### [EXCERPTED TEXT]
%%
On Behalf of | Apr 18, 2024 | Wage and Hour Violations

Wage and hour violations are a common issue for hourly employees. Those paid on a salary basis receive the same wages consistently regardless of how much they work. However, hourly employees receive pay based on the time committed to their jobs each week. Companies are often eager to pay them as little as possible.

One of the ways that companies manage staffing costs is by intentionally minimizing how many hours their workers put in every week. There are a variety of ways that companies may calculate their payroll obligations and seek to minimize what they pay for staffing. Many of these practices are legal, but others may violate federal or California wage laws. For example, a common practice utilized in many states is now potentially a violation of wage rights in California.

Companies shouldn’t round time clock records

Calculating payroll down to the second or minute can be a time-consuming process. Those working in accounting may devote hours every week to converting timekeeping records to accurate paychecks. Companies sometimes streamline that process by rounding time clock records. These companies pay their workers in a specific increment of time. Oftentimes, companies pay workers in five, 10 or 15-minute increments instead of for the exact time they worked. If a worker only puts in three minutes out of a five-minute increment, the employer might round their time records to the next five-minute increment.

This practice has been common for years, but it has recently come under fire. The California courts have found that such practices are no longer necessary given how easy it is to maintain accurate payroll records using digital technology. Additionally, payroll rounding, even when done neutrally and fairly, may lead to workers not receiving pay for all time worked, which is a violation of California’s regulations.

Although employers in other states can use this practice with few complications, employers in California may end up facing wage claims if they continue using time clock rounding practices. The habit of intentionally rounding down more frequently than rounding up is also a payroll violation that could lead to a wage and hour claim. Employees who recognize common wage and hour violations can hold employers accountable for violating their fair pay rights.
%%
### [TASK PROMPT]
In the wage and hour excerpt, what reason have California courts given for finding time clock rounding no longer necessary?

### [DATA EXCERPT]
%%
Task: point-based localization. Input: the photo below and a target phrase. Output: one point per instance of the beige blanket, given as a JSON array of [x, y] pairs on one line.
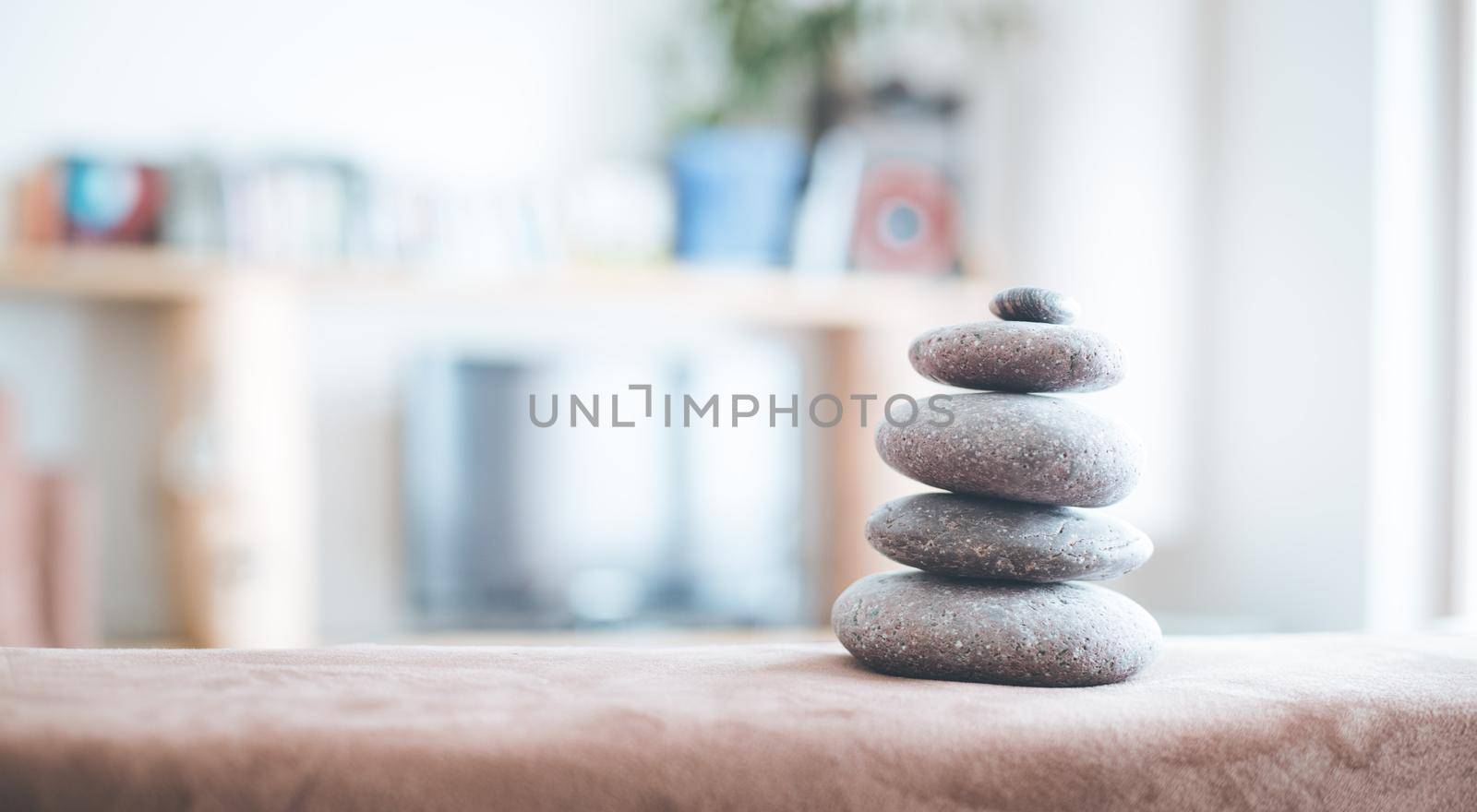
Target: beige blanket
[[1275, 722]]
%%
### [ANSWER TO THIS PROBLEM]
Digital technology makes it easy to maintain accurate payroll records.